• _WORK TO DO_:
In the stretch from "Target: van headlight" through "517 138 L 578", swap "van" for "truck" and give those lines again with nothing else changed.
++++ INPUT RECORDS
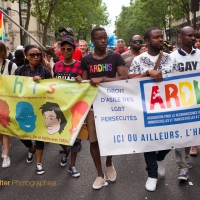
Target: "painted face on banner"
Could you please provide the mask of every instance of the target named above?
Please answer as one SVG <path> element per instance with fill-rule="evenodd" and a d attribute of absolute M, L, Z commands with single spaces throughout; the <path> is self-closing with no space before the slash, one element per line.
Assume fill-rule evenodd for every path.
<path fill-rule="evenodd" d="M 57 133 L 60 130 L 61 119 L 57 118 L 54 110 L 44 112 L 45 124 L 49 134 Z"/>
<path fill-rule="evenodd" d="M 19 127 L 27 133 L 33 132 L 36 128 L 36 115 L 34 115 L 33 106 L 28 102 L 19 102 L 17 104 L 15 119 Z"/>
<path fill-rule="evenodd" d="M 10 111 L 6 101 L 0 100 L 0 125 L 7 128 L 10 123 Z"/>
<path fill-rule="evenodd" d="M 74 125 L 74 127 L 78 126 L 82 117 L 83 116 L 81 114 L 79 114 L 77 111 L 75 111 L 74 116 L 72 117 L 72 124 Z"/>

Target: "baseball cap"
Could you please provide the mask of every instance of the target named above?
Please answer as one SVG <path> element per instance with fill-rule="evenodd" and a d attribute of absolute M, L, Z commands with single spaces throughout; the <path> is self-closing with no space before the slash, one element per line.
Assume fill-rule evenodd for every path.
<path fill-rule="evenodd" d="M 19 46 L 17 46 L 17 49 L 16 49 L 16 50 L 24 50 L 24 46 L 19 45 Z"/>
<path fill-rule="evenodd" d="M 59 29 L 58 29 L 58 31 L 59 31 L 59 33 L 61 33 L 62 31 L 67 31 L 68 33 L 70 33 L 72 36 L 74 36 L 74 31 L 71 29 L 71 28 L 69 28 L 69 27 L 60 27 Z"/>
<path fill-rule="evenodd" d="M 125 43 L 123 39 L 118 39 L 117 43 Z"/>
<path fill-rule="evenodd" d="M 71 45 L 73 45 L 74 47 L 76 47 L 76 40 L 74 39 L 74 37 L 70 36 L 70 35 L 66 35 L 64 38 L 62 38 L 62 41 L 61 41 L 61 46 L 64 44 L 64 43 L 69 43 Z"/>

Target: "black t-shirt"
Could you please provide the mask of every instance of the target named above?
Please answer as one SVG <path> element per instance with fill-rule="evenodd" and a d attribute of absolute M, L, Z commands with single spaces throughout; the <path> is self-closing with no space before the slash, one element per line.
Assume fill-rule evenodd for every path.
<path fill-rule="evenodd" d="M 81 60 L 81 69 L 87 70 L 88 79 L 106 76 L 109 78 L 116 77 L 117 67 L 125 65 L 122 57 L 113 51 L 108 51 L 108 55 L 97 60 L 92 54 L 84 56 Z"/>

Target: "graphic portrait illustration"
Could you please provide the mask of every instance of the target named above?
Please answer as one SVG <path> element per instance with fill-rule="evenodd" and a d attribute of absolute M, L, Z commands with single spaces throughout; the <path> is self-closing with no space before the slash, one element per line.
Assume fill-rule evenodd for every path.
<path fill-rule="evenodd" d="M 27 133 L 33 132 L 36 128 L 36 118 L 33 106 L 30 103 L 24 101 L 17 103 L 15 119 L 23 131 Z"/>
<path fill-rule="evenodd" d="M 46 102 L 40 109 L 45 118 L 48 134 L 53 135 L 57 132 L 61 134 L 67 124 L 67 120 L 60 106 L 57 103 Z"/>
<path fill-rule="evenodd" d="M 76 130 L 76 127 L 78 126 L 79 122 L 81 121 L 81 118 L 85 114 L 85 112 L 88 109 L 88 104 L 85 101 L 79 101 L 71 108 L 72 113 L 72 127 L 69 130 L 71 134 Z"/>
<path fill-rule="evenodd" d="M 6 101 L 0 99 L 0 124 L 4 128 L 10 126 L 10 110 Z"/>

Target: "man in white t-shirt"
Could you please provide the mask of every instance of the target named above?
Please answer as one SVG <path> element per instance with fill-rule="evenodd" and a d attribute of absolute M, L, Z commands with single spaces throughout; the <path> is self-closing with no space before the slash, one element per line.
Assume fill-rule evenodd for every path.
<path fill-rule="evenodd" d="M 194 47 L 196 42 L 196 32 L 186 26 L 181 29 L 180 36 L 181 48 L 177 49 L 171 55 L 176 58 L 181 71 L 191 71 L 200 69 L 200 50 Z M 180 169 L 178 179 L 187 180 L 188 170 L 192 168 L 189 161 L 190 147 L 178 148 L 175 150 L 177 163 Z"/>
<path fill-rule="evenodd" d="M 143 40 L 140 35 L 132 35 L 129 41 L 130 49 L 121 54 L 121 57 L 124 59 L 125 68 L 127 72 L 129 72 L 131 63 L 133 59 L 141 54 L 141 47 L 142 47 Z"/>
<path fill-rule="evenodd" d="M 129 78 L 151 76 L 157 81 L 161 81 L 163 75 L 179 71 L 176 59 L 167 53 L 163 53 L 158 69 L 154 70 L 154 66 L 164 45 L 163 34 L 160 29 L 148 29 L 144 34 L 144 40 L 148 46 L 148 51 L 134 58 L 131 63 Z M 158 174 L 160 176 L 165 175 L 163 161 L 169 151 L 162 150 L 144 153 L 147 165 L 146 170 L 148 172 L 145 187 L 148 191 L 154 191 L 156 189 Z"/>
++++++++
++++ INPUT RECORDS
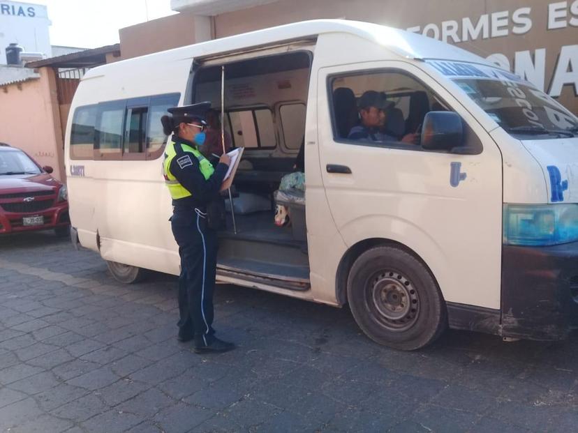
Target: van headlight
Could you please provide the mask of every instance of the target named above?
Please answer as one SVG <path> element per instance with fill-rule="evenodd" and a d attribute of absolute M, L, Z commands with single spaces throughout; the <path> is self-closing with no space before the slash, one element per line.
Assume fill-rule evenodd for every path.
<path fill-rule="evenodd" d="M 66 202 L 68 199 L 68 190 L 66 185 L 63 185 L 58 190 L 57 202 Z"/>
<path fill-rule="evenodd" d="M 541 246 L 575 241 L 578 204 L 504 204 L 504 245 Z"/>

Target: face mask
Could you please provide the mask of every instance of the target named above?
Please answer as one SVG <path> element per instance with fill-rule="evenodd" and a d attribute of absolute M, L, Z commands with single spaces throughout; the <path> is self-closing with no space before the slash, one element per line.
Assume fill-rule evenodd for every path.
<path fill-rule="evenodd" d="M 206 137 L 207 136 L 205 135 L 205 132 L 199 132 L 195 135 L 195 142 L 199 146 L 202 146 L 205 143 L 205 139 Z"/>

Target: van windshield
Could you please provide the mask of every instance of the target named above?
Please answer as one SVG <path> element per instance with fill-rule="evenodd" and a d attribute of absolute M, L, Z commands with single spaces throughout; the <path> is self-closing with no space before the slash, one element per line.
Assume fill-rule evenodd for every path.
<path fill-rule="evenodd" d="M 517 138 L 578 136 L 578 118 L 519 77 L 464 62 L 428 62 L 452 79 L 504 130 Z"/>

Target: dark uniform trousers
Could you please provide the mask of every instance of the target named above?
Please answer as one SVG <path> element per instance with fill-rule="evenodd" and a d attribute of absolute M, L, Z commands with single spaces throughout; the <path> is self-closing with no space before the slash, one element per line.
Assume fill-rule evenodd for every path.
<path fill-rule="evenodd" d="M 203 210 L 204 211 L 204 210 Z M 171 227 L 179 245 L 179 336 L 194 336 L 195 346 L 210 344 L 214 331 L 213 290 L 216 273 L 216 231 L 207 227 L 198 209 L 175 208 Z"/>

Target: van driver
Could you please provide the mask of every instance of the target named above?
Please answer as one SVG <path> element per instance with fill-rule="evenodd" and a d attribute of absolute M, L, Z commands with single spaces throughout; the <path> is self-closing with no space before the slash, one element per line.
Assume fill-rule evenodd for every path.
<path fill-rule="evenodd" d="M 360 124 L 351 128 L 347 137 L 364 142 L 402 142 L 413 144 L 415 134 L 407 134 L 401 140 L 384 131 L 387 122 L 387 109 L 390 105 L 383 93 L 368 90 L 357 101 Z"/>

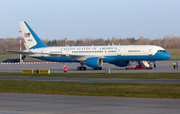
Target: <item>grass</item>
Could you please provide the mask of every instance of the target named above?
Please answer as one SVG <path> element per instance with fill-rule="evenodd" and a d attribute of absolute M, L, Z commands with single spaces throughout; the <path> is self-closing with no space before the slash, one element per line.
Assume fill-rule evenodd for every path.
++++++++
++++ INPUT RECORDS
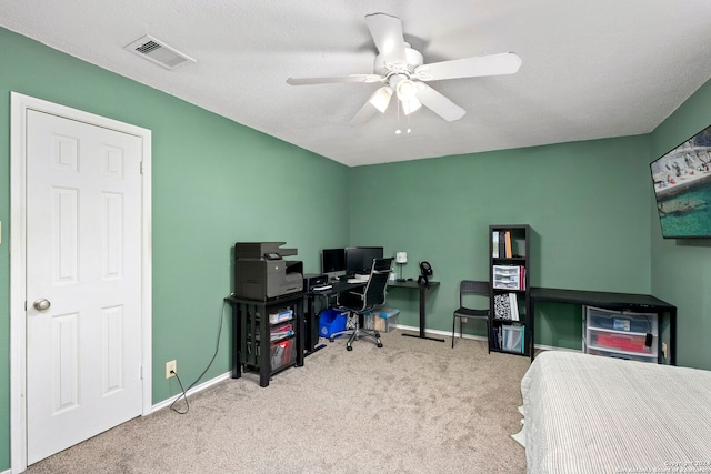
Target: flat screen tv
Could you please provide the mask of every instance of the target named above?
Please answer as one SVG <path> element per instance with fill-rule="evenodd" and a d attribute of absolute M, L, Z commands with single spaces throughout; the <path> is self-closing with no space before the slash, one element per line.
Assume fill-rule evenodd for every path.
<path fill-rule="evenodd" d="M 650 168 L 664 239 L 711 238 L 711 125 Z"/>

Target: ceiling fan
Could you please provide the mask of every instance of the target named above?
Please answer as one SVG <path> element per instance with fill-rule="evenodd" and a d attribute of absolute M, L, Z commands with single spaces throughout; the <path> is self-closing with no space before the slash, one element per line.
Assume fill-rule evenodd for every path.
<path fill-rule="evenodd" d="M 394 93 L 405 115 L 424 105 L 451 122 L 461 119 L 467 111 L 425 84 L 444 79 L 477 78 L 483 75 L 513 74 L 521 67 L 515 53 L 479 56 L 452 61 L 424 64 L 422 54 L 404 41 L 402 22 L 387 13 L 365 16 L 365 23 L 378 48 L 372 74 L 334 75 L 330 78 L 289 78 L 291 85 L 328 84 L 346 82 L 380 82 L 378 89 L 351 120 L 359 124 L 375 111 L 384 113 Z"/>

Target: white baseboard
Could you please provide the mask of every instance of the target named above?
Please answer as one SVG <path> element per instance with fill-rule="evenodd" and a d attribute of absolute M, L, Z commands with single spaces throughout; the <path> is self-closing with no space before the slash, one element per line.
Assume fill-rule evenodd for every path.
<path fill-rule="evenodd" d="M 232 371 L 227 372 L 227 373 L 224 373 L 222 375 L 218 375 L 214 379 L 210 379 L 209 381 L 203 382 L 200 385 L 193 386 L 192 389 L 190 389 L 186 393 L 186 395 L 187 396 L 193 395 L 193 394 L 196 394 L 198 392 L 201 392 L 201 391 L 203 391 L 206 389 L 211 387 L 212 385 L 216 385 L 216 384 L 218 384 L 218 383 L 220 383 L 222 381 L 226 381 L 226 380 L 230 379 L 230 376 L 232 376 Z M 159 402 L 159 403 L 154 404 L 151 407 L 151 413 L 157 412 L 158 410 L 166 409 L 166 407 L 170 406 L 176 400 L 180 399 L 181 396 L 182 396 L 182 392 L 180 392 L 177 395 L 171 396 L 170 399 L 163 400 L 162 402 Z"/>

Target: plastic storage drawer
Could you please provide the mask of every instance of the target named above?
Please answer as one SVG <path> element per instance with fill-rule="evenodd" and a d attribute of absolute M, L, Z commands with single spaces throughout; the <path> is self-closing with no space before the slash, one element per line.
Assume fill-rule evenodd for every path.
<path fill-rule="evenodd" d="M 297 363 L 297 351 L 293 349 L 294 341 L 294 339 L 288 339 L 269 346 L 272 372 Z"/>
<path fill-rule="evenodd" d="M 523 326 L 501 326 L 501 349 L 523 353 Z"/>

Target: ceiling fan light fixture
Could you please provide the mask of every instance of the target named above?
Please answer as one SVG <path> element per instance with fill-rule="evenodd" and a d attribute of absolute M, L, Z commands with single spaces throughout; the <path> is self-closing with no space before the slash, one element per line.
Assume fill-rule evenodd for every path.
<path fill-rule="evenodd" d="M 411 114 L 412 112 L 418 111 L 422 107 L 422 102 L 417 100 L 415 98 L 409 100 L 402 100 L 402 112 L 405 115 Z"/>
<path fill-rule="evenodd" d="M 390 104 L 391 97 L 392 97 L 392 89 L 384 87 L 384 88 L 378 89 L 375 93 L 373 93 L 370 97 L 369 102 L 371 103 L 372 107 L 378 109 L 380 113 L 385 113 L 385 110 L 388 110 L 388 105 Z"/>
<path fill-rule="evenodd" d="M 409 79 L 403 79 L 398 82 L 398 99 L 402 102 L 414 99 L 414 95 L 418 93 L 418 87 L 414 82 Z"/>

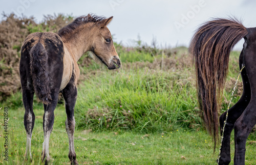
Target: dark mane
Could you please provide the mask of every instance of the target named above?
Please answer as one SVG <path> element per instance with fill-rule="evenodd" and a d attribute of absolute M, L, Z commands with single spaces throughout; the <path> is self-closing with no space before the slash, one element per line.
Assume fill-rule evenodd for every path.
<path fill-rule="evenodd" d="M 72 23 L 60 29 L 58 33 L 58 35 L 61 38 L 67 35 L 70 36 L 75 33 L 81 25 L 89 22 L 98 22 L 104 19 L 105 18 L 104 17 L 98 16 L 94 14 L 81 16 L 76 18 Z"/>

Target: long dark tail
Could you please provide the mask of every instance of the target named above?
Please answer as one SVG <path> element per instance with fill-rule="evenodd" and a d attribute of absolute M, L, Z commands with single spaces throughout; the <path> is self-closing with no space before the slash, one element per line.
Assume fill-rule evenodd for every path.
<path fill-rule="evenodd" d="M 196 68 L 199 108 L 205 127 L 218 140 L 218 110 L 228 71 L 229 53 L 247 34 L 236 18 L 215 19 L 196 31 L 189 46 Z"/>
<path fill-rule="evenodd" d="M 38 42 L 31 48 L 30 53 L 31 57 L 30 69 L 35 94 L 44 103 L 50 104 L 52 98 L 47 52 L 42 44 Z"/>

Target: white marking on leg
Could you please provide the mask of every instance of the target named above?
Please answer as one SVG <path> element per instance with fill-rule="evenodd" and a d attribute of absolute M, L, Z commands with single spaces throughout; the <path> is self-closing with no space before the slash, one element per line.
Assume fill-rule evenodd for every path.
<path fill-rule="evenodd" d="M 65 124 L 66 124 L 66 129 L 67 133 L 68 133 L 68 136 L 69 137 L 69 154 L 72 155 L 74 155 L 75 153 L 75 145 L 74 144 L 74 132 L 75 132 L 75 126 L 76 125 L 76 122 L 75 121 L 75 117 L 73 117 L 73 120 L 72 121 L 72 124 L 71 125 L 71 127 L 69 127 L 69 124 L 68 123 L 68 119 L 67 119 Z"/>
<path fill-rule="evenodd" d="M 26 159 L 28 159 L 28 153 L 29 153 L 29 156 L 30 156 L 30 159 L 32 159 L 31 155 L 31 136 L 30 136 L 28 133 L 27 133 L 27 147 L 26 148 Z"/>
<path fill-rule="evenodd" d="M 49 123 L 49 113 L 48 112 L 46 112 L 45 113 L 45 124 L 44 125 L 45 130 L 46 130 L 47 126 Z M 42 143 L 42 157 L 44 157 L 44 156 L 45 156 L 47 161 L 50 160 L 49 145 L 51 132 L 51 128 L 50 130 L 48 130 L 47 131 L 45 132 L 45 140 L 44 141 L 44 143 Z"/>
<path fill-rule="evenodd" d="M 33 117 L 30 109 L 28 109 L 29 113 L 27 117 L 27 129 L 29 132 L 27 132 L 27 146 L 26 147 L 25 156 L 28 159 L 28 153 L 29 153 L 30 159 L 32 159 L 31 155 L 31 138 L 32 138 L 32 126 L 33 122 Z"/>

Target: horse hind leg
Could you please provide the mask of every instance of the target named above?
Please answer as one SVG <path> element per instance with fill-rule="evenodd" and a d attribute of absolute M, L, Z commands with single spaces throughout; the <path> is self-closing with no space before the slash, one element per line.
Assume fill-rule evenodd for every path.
++++++++
• _SOLUTION FOR THIS EXERCISE_:
Target: truck headlight
Could you please provide the mask of every instance of the target named above?
Please answer as one SVG <path> element per instance with fill-rule="evenodd" and a d attribute of absolute M, L, Z commands with single spaces throughout; the <path> is self-closing with no space before the slash, one element per line.
Assume fill-rule evenodd for every path.
<path fill-rule="evenodd" d="M 66 202 L 68 199 L 68 190 L 66 185 L 63 185 L 58 190 L 57 202 Z"/>
<path fill-rule="evenodd" d="M 541 246 L 575 241 L 578 204 L 504 204 L 504 245 Z"/>

Target: face mask
Could you please provide the mask of every instance of the target named above?
Please answer as one SVG <path> element per instance with fill-rule="evenodd" and a d attribute of absolute M, L, Z commands with single spaces throughout; the <path> is self-closing with no space before the slash, one element per line.
Assume fill-rule evenodd for every path.
<path fill-rule="evenodd" d="M 206 137 L 207 136 L 205 135 L 205 132 L 199 132 L 195 135 L 195 142 L 199 146 L 202 146 L 205 143 L 205 139 Z"/>

Target: truck windshield
Could you please provide the mask of every instance of the target named above?
Please answer as one SVG <path> element per instance with fill-rule="evenodd" and a d attribute of absolute M, L, Z commands with single spaces throughout; the <path> is self-closing with no space before the slash, one element per line.
Assume fill-rule evenodd for every path.
<path fill-rule="evenodd" d="M 517 138 L 578 136 L 578 118 L 519 77 L 464 62 L 428 62 L 452 79 L 504 130 Z"/>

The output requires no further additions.